- Page text:
════

The university is organised into 8 faculties that accomplish the three central missions of the university: education, research, and service to the community. The faculties cover a broad range of fields of knowledge including the natural sciences, classics, life sciences, social sciences, humanities, and engineering. The university provides bachelor, master, and doctoral education to about 8,000 undergraduate and 1,000 graduate students.

History

Establishment of a university in Brussels

The history of the Vrije Universiteit Brussel is closely linked with that of Belgium itself. When the Belgian State was formed in 1830 by nine breakaway provinces from the Kingdom of the Netherlands, three state universities existed in the cities of Ghent, Leuven and Liège, but none in the new capital, Brussels. Since the government was reluctant to fund another state university, a group of leading intellectuals in the fields of arts, science, and education — amongst whom the study prefect of the Royal Athenaeum of Brussels, Auguste Baron, as well as the astronomer and mathematician Adolphe Quetelet — planned to create a private university, which was permitted under the Belgian Constitution.

In 1834, the Belgian episcopate decided to establish a Catholic university in Mechelen with the aim of regaining the influence of the Catholic Church on the academic scene in Belgium, and the government had the intent to close the university at Leuven and donate the buildings to the Catholic institution. The country's liberals strongly opposed to this decision, and furthered their ideas for a university in Brussels as a counterbalance to the Catholic institution. At the same time, Auguste Baron had just become a member of the freemasonic lodge Les Amis Philantropes. Baron was able to convince Pierre-Théodore Verhaegen, the president of the lodge, to support the idea for a new university. On 24 June 1834, Verhaegen presented his plan to establish a free university.

After sufficient funding was collected among advocates, the Université libre de Belgique ("Free University of Belgium") was inaugurated on 20 November 1834, in the Gothic Room of Brussels Town Hall. The date of its establishment is still commemorated annually, by students of its successor institutions, as a holiday called Saint-Verhaegen/Sint-Verhaegen (often shortened to St V) for Pierre-Théodore Verhaegen. In 1836, the university was renamed the Université libre de Bruxelles ("Free University of Brussels").

After its establishment, the Free University faced difficult times, since it did receive no subsidies or grants from the government; yearly fundraising events and tuition fees provided the only financial means. Verhaegen, who became a professor and later head of the new university, gave it a mission statement which he summarised in a speech to King Leopold I: "the principle of free inquiry and academic freedom uninfluenced by any political or religious authority." In 1858, the Catholic Church established the Saint-Louis Institute in the city, which subsequently expanded into a university in its own right.

════

- Information given:

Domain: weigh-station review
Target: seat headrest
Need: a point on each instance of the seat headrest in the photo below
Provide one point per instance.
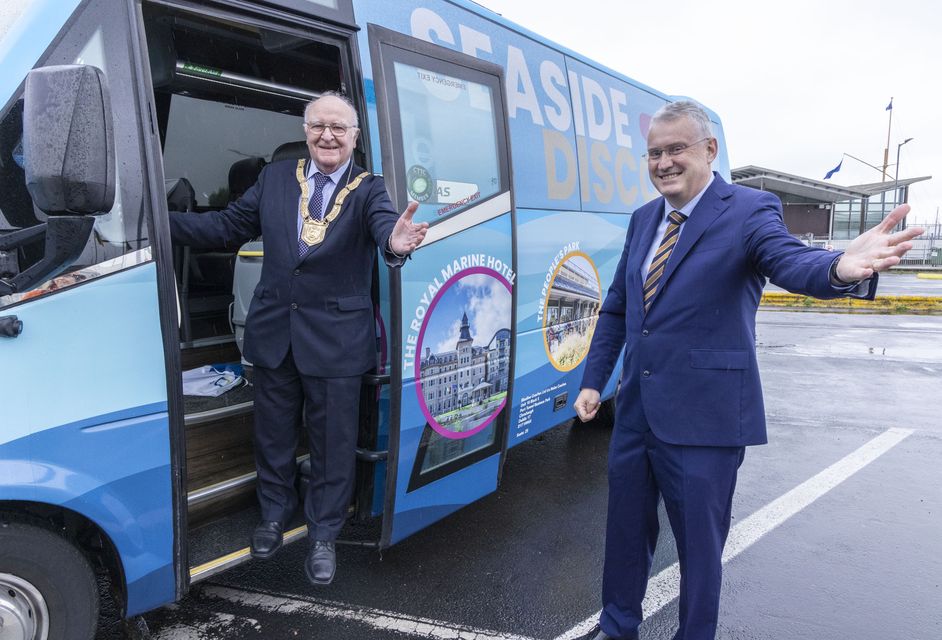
(291, 151)
(180, 194)
(243, 174)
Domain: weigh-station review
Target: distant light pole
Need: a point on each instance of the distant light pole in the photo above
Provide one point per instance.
(896, 179)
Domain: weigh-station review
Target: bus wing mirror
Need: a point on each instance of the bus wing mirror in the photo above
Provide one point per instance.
(68, 153)
(68, 140)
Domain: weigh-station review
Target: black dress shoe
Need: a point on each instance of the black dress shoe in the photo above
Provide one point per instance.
(321, 562)
(266, 539)
(597, 634)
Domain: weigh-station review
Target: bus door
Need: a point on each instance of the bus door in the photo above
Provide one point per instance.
(444, 145)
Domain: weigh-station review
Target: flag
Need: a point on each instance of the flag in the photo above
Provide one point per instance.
(834, 170)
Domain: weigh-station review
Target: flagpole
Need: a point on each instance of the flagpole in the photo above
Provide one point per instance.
(886, 149)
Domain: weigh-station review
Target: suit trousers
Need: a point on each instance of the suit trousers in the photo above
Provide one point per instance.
(329, 409)
(697, 485)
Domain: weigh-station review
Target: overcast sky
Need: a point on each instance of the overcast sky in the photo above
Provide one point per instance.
(796, 84)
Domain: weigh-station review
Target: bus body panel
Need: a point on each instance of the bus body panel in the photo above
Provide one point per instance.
(85, 423)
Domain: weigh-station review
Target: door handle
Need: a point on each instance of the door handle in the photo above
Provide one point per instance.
(10, 326)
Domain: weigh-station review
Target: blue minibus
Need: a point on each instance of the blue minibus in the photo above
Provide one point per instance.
(524, 157)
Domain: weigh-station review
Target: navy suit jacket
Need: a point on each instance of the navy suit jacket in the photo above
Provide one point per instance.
(319, 305)
(689, 369)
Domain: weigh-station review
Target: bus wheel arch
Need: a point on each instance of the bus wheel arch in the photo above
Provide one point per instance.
(40, 539)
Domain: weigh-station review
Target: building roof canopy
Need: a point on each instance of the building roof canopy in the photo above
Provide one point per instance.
(816, 190)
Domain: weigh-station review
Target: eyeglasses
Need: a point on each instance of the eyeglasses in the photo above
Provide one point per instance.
(653, 155)
(339, 130)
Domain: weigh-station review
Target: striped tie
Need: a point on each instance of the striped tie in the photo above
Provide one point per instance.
(656, 270)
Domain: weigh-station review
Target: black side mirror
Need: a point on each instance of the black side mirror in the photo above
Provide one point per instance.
(68, 148)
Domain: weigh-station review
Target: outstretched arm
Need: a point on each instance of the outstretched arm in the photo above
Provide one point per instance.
(407, 235)
(877, 249)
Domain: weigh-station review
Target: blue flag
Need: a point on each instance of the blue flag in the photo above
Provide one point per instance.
(834, 170)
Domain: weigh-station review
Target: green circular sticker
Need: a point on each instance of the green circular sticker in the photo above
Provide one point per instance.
(419, 183)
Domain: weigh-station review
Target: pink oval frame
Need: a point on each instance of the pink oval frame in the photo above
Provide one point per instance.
(443, 431)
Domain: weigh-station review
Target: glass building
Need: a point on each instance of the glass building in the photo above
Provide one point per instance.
(813, 208)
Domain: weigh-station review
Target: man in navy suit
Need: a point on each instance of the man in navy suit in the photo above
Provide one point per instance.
(682, 304)
(310, 329)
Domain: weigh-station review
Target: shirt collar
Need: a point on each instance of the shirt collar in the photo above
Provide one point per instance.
(688, 208)
(335, 177)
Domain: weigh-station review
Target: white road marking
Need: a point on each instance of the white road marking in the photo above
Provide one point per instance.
(664, 587)
(375, 618)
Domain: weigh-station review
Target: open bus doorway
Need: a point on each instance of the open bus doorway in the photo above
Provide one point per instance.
(229, 95)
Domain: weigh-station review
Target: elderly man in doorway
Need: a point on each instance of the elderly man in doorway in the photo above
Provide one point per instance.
(310, 329)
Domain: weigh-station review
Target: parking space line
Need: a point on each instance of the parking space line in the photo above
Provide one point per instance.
(664, 587)
(375, 618)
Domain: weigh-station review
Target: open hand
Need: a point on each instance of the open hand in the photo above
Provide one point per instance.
(587, 404)
(877, 249)
(407, 235)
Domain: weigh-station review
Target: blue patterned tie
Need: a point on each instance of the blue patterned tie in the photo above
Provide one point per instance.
(314, 207)
(656, 270)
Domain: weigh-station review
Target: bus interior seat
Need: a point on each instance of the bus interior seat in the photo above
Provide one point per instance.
(243, 174)
(211, 270)
(291, 151)
(181, 196)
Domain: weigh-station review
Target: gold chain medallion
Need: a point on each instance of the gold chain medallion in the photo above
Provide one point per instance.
(313, 231)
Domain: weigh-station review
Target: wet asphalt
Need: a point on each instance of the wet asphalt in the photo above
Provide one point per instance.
(862, 562)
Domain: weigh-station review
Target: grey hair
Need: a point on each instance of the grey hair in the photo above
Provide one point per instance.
(685, 109)
(340, 96)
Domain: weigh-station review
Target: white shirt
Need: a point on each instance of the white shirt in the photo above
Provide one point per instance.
(687, 209)
(329, 188)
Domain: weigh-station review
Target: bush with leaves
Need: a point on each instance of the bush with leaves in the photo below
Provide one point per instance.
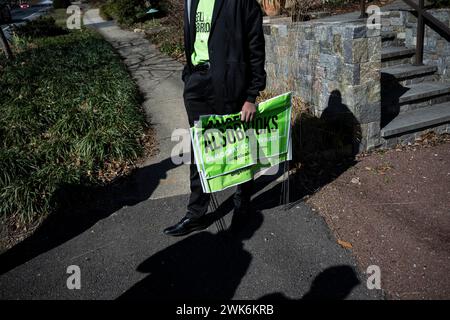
(442, 3)
(61, 4)
(125, 11)
(42, 27)
(68, 111)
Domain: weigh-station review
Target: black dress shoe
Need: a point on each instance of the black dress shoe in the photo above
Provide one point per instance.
(186, 226)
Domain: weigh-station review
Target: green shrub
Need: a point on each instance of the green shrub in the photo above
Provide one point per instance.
(125, 11)
(41, 27)
(61, 4)
(68, 111)
(442, 3)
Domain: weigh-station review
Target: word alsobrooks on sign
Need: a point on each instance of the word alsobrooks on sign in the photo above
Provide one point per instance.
(229, 152)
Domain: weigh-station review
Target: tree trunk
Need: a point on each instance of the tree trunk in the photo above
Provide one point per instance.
(5, 45)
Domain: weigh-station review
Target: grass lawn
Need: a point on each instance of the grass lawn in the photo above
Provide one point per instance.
(69, 114)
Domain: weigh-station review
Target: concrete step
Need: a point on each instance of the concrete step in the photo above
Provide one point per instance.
(406, 71)
(423, 90)
(396, 52)
(417, 120)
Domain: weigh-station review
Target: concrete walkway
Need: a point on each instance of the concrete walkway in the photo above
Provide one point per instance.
(121, 250)
(159, 80)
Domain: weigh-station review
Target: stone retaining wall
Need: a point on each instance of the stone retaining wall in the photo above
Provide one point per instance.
(332, 66)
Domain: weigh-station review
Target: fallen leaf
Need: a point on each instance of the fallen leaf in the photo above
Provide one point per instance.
(345, 244)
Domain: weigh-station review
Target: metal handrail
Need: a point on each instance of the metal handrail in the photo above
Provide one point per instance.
(423, 17)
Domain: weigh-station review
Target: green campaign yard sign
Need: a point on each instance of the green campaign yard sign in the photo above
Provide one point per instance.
(229, 152)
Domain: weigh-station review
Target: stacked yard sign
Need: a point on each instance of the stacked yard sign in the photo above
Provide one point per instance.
(229, 152)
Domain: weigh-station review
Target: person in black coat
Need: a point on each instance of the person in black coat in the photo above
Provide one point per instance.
(225, 53)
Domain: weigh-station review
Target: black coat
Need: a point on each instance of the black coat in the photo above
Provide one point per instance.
(236, 51)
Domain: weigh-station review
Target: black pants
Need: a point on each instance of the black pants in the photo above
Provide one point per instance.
(199, 100)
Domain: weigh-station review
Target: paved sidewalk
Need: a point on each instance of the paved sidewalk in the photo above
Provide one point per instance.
(159, 80)
(122, 252)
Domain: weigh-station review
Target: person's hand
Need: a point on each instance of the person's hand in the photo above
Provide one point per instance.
(248, 111)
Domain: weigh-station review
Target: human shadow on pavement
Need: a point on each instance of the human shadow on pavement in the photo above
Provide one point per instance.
(80, 207)
(334, 283)
(202, 266)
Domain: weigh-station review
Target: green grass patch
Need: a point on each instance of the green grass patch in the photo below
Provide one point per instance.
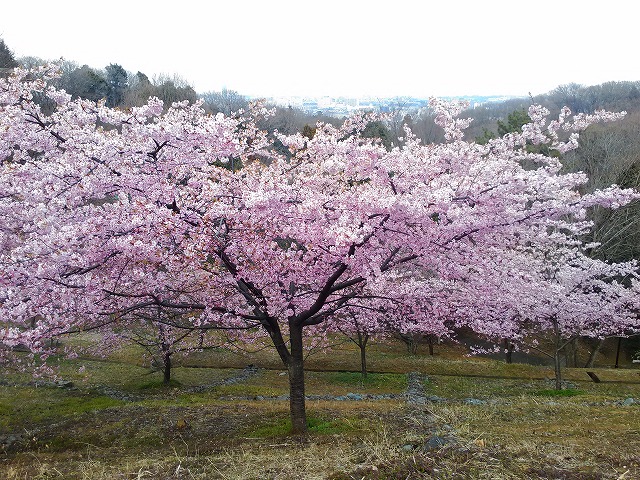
(378, 381)
(28, 405)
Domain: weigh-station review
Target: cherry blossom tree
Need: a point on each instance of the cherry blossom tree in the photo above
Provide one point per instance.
(106, 212)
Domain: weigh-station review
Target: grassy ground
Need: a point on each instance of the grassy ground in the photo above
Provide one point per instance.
(492, 421)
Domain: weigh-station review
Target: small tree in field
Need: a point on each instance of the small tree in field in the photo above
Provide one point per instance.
(106, 212)
(546, 299)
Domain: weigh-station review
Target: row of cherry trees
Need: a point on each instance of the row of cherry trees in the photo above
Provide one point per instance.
(109, 218)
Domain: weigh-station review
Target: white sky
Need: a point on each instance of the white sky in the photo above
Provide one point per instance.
(339, 47)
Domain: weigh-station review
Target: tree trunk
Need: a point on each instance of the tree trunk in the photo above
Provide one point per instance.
(296, 382)
(594, 354)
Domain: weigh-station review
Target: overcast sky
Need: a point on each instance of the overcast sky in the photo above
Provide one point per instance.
(339, 47)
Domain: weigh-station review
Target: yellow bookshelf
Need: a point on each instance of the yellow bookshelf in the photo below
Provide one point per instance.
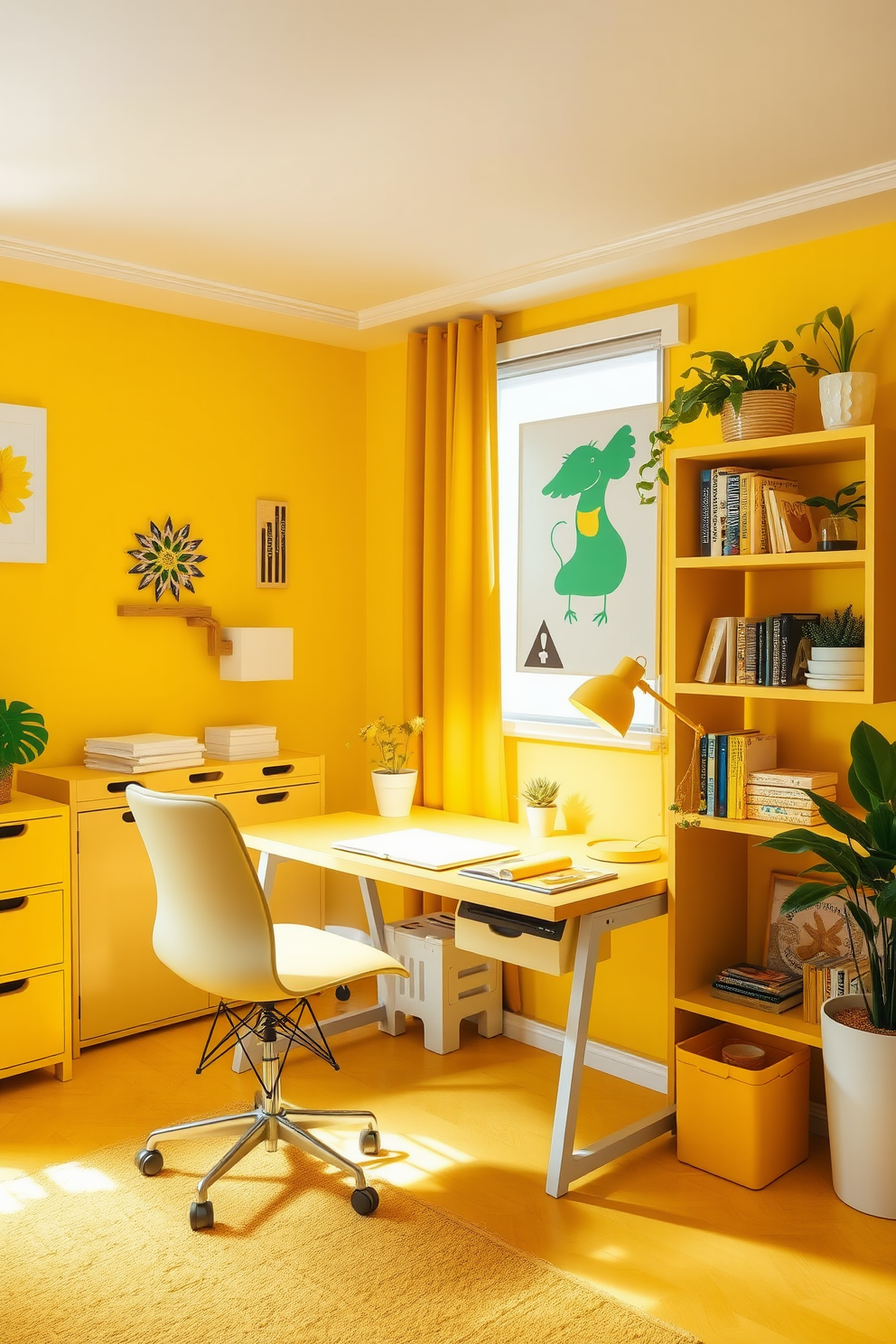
(719, 881)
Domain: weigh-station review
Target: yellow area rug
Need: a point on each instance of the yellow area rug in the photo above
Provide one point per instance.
(94, 1253)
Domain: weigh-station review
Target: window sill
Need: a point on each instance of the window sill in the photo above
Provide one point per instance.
(574, 734)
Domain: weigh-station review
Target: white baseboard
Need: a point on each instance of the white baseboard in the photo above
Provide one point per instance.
(607, 1059)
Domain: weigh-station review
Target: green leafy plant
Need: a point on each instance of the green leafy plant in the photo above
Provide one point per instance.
(391, 742)
(727, 378)
(843, 503)
(841, 341)
(864, 862)
(23, 735)
(841, 630)
(540, 792)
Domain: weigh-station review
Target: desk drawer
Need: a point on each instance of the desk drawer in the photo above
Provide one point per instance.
(33, 854)
(31, 931)
(33, 1019)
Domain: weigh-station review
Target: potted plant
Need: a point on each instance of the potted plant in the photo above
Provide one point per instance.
(22, 740)
(394, 782)
(840, 530)
(846, 398)
(837, 652)
(540, 798)
(752, 393)
(859, 1031)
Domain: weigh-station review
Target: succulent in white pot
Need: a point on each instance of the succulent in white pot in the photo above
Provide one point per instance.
(846, 396)
(837, 652)
(394, 781)
(540, 798)
(859, 1031)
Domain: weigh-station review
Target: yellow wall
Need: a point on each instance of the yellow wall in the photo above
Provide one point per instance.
(151, 415)
(735, 305)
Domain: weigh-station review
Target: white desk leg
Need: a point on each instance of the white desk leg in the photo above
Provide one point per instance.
(394, 1022)
(565, 1164)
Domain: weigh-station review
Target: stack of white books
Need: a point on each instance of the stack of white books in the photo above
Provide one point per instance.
(143, 753)
(242, 742)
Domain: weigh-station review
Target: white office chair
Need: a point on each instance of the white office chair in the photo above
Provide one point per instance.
(214, 930)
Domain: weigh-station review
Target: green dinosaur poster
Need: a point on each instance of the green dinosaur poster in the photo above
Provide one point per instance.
(587, 551)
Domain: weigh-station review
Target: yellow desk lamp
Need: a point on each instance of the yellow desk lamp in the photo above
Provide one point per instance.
(609, 700)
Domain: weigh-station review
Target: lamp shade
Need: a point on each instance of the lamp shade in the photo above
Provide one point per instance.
(610, 699)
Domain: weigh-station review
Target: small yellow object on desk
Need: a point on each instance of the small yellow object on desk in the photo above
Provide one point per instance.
(534, 866)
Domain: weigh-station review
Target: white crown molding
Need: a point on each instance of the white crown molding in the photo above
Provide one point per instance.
(816, 195)
(21, 249)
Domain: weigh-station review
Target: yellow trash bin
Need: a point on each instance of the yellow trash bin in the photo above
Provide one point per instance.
(747, 1125)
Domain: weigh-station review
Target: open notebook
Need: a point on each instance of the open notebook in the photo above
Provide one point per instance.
(421, 848)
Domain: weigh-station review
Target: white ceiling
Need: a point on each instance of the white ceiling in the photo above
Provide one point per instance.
(353, 156)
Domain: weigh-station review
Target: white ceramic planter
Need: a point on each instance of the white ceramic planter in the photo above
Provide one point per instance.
(860, 1082)
(846, 399)
(542, 820)
(394, 792)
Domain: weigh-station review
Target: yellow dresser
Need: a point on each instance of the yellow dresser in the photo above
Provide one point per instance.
(35, 937)
(120, 985)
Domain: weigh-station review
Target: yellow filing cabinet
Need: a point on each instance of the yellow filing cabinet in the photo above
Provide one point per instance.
(35, 937)
(120, 984)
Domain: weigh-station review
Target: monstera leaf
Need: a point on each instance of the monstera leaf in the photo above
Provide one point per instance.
(22, 733)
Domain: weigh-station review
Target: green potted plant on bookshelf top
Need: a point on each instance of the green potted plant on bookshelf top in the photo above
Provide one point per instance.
(837, 652)
(22, 740)
(846, 397)
(754, 396)
(540, 798)
(859, 1031)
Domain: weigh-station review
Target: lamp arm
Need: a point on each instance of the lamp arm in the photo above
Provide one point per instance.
(697, 727)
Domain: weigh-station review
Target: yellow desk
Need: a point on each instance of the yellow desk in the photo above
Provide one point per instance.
(639, 892)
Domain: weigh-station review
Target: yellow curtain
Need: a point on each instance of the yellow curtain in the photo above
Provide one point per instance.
(452, 611)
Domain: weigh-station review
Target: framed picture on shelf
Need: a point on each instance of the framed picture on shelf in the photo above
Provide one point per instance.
(813, 934)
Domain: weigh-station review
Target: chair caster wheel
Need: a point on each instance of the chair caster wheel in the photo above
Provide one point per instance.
(369, 1142)
(149, 1162)
(201, 1215)
(366, 1200)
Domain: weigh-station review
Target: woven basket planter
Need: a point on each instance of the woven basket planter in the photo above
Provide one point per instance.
(762, 415)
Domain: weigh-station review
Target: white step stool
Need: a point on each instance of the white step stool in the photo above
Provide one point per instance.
(446, 985)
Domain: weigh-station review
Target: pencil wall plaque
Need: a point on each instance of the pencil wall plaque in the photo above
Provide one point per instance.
(270, 543)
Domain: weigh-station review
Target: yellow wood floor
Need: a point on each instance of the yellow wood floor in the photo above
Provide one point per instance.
(469, 1132)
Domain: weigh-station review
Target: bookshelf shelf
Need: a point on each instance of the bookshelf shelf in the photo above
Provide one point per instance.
(797, 561)
(788, 1024)
(774, 693)
(719, 875)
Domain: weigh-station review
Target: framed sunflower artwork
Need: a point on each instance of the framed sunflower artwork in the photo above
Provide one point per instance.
(23, 484)
(813, 934)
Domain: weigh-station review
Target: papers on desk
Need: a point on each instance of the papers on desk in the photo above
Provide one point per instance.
(542, 873)
(421, 848)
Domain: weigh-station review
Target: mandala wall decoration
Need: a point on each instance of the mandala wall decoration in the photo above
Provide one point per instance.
(167, 559)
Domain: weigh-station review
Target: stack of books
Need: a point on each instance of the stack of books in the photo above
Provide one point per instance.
(744, 512)
(727, 760)
(780, 795)
(769, 652)
(143, 753)
(758, 986)
(830, 979)
(242, 742)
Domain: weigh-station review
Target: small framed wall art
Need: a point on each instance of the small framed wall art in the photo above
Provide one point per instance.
(270, 543)
(23, 484)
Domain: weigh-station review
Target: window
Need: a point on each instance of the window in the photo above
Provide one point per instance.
(547, 378)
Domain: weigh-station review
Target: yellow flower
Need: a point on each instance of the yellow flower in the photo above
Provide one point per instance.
(14, 484)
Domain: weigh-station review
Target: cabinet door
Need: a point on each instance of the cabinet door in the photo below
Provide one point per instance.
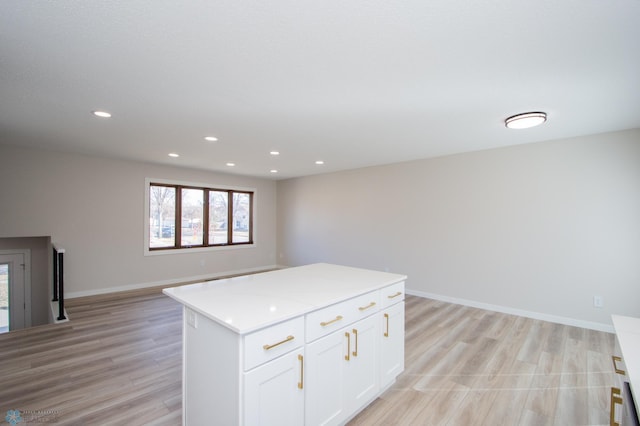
(392, 346)
(274, 392)
(325, 376)
(362, 380)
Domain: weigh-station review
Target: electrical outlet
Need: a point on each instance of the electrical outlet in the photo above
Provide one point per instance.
(597, 302)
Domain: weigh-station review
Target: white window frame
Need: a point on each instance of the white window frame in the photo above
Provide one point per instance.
(148, 252)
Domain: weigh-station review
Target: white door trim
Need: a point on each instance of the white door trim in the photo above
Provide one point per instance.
(27, 280)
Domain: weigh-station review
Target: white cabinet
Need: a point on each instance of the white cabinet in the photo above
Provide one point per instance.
(392, 343)
(302, 346)
(342, 372)
(274, 392)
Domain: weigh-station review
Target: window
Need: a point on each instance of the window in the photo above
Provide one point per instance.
(185, 216)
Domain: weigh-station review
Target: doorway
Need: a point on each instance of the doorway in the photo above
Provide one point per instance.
(15, 290)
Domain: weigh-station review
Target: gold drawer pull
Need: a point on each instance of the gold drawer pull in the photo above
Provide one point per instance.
(348, 336)
(288, 339)
(386, 317)
(336, 319)
(615, 399)
(615, 366)
(370, 305)
(355, 333)
(301, 382)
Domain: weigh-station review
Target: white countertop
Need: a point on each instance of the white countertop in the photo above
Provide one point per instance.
(628, 333)
(250, 302)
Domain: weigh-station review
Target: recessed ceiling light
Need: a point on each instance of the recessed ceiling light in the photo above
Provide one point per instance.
(101, 114)
(525, 120)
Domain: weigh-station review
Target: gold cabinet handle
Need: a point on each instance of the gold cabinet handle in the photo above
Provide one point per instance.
(386, 317)
(615, 399)
(301, 382)
(364, 308)
(615, 359)
(288, 339)
(348, 336)
(326, 323)
(355, 333)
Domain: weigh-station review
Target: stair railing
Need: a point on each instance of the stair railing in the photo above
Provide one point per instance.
(58, 280)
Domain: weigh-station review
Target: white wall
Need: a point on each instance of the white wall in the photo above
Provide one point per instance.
(535, 229)
(94, 208)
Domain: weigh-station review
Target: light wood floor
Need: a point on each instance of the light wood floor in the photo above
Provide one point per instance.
(118, 361)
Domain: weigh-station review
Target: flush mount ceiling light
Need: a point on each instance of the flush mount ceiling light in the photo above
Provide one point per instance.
(101, 114)
(525, 120)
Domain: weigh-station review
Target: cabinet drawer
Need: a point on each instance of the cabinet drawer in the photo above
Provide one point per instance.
(334, 317)
(267, 344)
(392, 294)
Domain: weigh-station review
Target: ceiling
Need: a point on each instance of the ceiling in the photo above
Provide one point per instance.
(353, 83)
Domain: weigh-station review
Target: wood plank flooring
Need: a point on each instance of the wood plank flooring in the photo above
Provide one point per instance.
(119, 361)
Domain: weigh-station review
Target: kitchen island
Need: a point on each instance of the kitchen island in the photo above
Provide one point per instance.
(308, 345)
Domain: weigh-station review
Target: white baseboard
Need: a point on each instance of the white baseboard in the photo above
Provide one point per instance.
(507, 310)
(55, 311)
(170, 282)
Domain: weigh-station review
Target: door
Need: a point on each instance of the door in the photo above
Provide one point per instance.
(13, 306)
(362, 382)
(327, 360)
(274, 392)
(392, 346)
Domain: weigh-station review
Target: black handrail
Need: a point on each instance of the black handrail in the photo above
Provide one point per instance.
(58, 281)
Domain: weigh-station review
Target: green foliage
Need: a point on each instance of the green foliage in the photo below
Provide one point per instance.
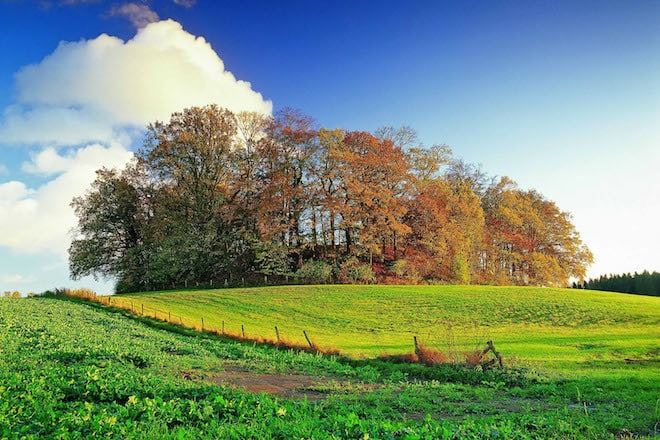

════

- About this exercise:
Using the text on the Vrije Universiteit Brussel, answer:
1. Into how many faculties is the university organized?
2. On what date was the Université libre de Belgique inaugurated?
3. What name did the university receive in 1836?
Draw only on the text on the Vrije Universiteit Brussel.

- The answer:
1. Eight faculties.
2. 20 November 1834.
3. Université libre de Bruxelles ("Free University of Brussels").